-- begin Entries shown --

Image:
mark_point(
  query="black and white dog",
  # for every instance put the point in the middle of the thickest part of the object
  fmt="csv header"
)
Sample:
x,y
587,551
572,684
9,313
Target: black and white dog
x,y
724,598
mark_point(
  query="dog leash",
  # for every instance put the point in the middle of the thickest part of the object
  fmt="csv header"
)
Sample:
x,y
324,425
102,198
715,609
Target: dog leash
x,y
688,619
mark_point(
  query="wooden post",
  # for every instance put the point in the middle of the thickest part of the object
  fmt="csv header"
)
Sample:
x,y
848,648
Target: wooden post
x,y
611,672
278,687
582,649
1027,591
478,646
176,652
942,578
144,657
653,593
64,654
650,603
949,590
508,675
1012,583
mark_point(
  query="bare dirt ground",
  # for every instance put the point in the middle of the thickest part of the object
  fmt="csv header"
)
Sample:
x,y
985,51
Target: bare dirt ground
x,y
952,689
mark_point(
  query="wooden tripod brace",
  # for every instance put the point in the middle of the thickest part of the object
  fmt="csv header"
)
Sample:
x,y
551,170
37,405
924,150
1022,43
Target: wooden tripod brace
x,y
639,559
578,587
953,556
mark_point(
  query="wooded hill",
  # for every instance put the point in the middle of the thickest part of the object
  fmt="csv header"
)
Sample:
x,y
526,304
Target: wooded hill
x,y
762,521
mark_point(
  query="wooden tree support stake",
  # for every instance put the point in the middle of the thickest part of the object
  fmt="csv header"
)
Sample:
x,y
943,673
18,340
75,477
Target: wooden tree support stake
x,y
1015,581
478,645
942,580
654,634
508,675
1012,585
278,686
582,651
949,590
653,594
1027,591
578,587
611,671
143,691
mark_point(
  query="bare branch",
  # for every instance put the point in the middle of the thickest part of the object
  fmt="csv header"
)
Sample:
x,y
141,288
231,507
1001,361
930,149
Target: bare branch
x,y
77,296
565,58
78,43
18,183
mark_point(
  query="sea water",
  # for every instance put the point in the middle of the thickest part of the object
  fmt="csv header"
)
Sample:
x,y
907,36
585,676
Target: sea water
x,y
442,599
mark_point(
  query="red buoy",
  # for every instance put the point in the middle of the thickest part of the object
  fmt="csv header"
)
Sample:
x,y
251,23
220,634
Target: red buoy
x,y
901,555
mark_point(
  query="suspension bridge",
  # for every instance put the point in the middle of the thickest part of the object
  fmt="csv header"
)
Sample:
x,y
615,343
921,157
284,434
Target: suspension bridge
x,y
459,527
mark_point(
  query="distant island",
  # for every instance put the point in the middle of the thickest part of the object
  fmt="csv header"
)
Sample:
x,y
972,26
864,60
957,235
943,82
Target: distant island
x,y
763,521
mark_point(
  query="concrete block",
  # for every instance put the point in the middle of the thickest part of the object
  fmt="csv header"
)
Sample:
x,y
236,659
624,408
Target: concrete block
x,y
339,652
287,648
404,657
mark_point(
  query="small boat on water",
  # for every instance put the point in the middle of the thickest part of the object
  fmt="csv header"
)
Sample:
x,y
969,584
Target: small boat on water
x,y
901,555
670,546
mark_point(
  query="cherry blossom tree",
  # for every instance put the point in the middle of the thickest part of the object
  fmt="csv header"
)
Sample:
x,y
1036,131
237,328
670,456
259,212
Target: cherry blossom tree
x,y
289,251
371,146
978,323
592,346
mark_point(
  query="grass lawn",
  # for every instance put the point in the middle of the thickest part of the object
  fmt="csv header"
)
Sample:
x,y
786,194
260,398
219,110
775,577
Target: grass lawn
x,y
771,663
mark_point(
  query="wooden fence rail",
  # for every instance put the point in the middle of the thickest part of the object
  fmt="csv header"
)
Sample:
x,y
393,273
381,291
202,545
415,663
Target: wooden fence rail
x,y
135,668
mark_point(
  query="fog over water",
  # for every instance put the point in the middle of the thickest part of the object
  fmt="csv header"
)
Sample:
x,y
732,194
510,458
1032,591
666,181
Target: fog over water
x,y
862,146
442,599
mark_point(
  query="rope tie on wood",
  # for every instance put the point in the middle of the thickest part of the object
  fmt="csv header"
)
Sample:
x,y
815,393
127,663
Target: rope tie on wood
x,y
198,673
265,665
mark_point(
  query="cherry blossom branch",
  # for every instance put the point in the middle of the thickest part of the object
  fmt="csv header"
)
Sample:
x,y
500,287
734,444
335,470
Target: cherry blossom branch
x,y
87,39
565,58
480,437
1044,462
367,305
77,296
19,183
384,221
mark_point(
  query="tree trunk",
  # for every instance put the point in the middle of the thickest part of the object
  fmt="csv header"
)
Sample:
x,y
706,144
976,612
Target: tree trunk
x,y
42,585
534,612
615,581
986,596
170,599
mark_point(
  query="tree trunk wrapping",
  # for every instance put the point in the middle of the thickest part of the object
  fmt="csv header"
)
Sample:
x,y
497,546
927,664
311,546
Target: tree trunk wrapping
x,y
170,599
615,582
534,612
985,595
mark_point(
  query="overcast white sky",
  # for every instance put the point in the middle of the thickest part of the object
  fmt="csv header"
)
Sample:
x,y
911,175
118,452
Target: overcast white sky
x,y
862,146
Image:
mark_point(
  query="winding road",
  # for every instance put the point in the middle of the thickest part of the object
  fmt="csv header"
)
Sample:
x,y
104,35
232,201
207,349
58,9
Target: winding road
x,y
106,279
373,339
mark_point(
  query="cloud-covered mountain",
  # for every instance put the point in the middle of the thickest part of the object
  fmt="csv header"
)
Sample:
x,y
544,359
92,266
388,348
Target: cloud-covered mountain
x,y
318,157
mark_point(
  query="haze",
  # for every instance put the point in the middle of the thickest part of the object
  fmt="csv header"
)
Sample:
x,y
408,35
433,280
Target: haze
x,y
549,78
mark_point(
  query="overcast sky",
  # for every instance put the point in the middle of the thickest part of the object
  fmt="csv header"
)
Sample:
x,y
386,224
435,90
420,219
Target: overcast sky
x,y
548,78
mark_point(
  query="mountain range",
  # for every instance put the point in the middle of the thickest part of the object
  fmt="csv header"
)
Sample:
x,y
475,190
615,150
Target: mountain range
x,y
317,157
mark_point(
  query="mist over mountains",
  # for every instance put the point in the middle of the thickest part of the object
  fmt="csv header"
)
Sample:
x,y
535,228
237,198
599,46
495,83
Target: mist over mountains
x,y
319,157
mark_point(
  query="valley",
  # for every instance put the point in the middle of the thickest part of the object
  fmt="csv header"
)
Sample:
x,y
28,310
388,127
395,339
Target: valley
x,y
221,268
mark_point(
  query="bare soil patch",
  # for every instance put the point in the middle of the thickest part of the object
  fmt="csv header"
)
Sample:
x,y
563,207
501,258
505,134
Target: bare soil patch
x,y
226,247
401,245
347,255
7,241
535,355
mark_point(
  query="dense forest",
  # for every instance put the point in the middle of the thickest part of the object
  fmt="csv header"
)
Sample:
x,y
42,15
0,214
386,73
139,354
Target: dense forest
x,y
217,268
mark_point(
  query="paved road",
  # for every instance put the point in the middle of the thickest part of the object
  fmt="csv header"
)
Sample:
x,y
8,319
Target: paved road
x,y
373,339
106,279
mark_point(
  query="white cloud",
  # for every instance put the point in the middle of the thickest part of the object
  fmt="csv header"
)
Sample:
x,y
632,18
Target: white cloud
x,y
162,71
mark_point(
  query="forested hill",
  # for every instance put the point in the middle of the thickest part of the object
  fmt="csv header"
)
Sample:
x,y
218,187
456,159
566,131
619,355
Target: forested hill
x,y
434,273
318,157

-- end Entries shown --

> _Problem description_: Every entry in the listing must be retyped exactly.

> _Solution_:
Image:
mark_point(
  query="black and white dog",
  # for every instance put the point in the middle of the thickest part of the object
  fmt="csv header"
)
Sample:
x,y
587,551
572,684
9,313
Target: black and white dog
x,y
724,598
mark_point(
  query="dog leash",
  # for every instance put the point in the middle of the thickest part of the object
  fmt="csv header"
)
Sample:
x,y
324,425
102,198
715,609
Target: dog leash
x,y
688,619
mark_point(
  query="wooden post",
  # for every instance put the point in the middle of the thickest part of the object
  fmt="csv header"
)
Sample:
x,y
848,648
Target: wooden post
x,y
611,672
278,687
582,649
1027,591
478,646
176,652
942,578
144,657
653,593
64,654
650,603
949,590
508,675
1012,583
mark_point(
  query="bare dirt ground",
  # for every instance put the point in the middle of the thickest part of the object
  fmt="csv header"
)
Sample:
x,y
985,51
Target: bare dirt ground
x,y
952,689
mark_point(
  query="wooden tripod brace",
  # for every instance put the point in the middle of the thickest part of the object
  fmt="csv header"
)
Sample:
x,y
551,170
37,405
924,150
1022,43
Target: wooden tripod brace
x,y
639,559
578,587
953,556
mark_point(
  query="wooded hill",
  # for every instance put the point in the middle of the thickest part of the object
  fmt="csv header"
)
Sample:
x,y
526,304
Target: wooded hill
x,y
762,521
mark_point(
  query="wooden tree support stake",
  # for every instance put the point in the middle of the thickest part of the object
  fmt="csv header"
)
Sample:
x,y
943,673
18,340
75,477
Target: wooden tree support stake
x,y
1015,581
478,645
942,580
654,634
508,675
1012,585
278,686
582,651
949,590
653,594
1027,591
578,587
611,671
143,691
mark_point(
  query="bare branch",
  # for every instance put the point in the middle of the thickest part of the object
  fmt="csv header"
)
Sample:
x,y
141,288
231,507
1001,361
930,149
Target: bare branch
x,y
77,296
565,58
78,43
18,183
mark_point(
  query="sea water",
  # for every instance put the point in the middle of the thickest part of the object
  fmt="csv header"
)
Sample:
x,y
907,36
585,676
Target: sea water
x,y
442,599
mark_point(
  query="red buoy",
  # for every instance put the point in the middle of the thickest part of the object
  fmt="csv header"
)
Sample:
x,y
251,23
220,634
Target: red buoy
x,y
901,555
mark_point(
  query="suspension bridge",
  # for every instance put the point in the middle of the thickest part of the object
  fmt="csv header"
)
Sample:
x,y
615,343
921,157
284,434
Target: suspension bridge
x,y
459,527
mark_point(
  query="distant island",
  # for every instance put the point in the middle of the thickest part of the object
  fmt="csv header"
)
Sample:
x,y
972,26
864,60
957,235
943,82
Target: distant island
x,y
763,521
mark_point(
  query="concrete block",
  # for every instance put the point in the middle of the thickest part of the object
  fmt="csv header"
)
Sample:
x,y
236,659
624,408
Target: concrete block
x,y
339,652
287,648
404,657
mark_point(
  query="small boat on water",
  # for every instance put the point in the middle of the thickest part of the object
  fmt="csv header"
)
Sample:
x,y
969,584
Target: small boat on water
x,y
901,555
670,546
mark_point(
  query="cherry blossom tree",
  # for every instance put the point in the middle of the thickest part of the object
  fmt="csv header"
)
Sample:
x,y
1036,131
237,328
670,456
259,212
Target: cherry blossom tree
x,y
289,251
371,146
978,323
592,346
mark_point(
  query="grass lawn",
  # for every instance put the point in the middle of the thickest part of the object
  fmt="csv header"
)
Sample:
x,y
786,194
260,398
219,110
775,577
Target: grass lawn
x,y
771,663
mark_point(
  query="wooden fence rail",
  # for every instance put the point in the middle of the thickest part of the object
  fmt="csv header"
)
Sample:
x,y
393,273
381,291
202,545
415,663
Target: wooden fence rail
x,y
135,668
mark_point(
  query="fog over water",
  # for every instance put the point in the middle of the thickest part of the object
  fmt="csv header"
)
Sample:
x,y
732,194
510,458
1032,591
666,181
Target: fog over water
x,y
862,146
442,599
mark_point(
  query="rope tie on wood",
  # for every instance put the point in the middle of the thickest part of the object
  fmt="csv header"
)
Sample:
x,y
815,393
127,663
Target: rope tie on wood
x,y
198,673
265,665
mark_point(
  query="cherry blossom branch",
  # for every instance put the point in the middle of the thickest part of the object
  fmt="csv header"
)
Sample:
x,y
500,287
734,444
335,470
Target: cherry blossom branch
x,y
87,39
565,58
480,437
1044,462
367,305
77,296
19,183
384,221
mark_point(
  query="tree trunk",
  # for every instance put the point in the middle of the thickest part of the object
  fmt="csv header"
)
Sample:
x,y
706,144
976,612
Target: tree trunk
x,y
42,585
534,612
615,581
986,596
170,599
mark_point(
  query="tree trunk wrapping",
  # for every instance put the point in the middle of the thickest part of the object
  fmt="csv header"
)
Sample:
x,y
497,546
927,664
311,546
Target: tree trunk wrapping
x,y
170,599
615,582
534,612
985,595
mark_point(
  query="overcast white sky",
  # for every instance put the point in the middle of the thickest part of the object
  fmt="csv header"
)
Sample:
x,y
911,175
118,452
Target: overcast white sky
x,y
862,146
Image:
mark_point(
  query="winding road",
  # for every instance put the point in the middle of the thickest part of the object
  fmt="csv header"
)
Sample:
x,y
104,35
232,201
207,349
58,9
Target: winding road
x,y
106,279
373,339
mark_point(
  query="cloud-covered mountain",
  # for every instance put the point in the middle of the thickest part of the object
  fmt="csv header"
)
Sample:
x,y
544,359
92,266
388,348
Target: cloud-covered mountain
x,y
318,157
mark_point(
  query="haze",
  # for every instance put the point in the middle of the thickest part of the object
  fmt="csv header"
)
Sample:
x,y
408,35
433,280
Target: haze
x,y
549,78
mark_point(
  query="overcast sky",
  # for every instance put the point in the middle of the thickest part of the object
  fmt="csv header"
)
Sample:
x,y
386,224
435,90
420,219
Target: overcast sky
x,y
548,78
mark_point(
  query="mountain range",
  # for every instance put the point in the middle of the thickest part of the object
  fmt="csv header"
)
Sample:
x,y
475,190
615,150
Target: mountain range
x,y
317,157
mark_point(
  query="mist over mountains",
  # for every instance put the point in the middle of the thickest part of the object
  fmt="csv header"
)
Sample:
x,y
535,228
237,198
599,46
495,83
Target: mist over mountains
x,y
319,157
mark_point(
  query="valley",
  # for every instance put the point in the middle of the thickest part of the object
  fmt="csv header"
)
Sample:
x,y
28,310
388,127
395,339
Target: valley
x,y
221,268
mark_point(
  query="bare soil patch",
  # for every instance put the point in the middle of the thickest part of the object
  fmt="csv header"
)
Sample:
x,y
563,207
501,258
505,134
Target: bare soil patch
x,y
226,247
401,245
347,255
7,241
535,355
mark_point(
  query="dense forest",
  # for every instance put the point in the middle of the thickest part of the object
  fmt="csv header"
)
Sample:
x,y
42,15
0,214
386,73
139,354
Target: dense forest
x,y
217,268
mark_point(
  query="paved road",
  # for every instance put the point in the middle of the thickest part of the object
  fmt="csv header"
)
Sample:
x,y
8,319
Target: paved road
x,y
373,339
106,279
mark_point(
  query="white cloud",
  # for every instance put the point in the middle of the thickest part of the object
  fmt="csv header"
)
Sample:
x,y
632,18
Target: white cloud
x,y
162,71
mark_point(
  query="forested hill",
  # for every instance put the point in the middle of the thickest part of the object
  fmt="csv header"
)
Sample:
x,y
218,187
456,159
566,131
619,355
Target: forested hill
x,y
434,273
318,157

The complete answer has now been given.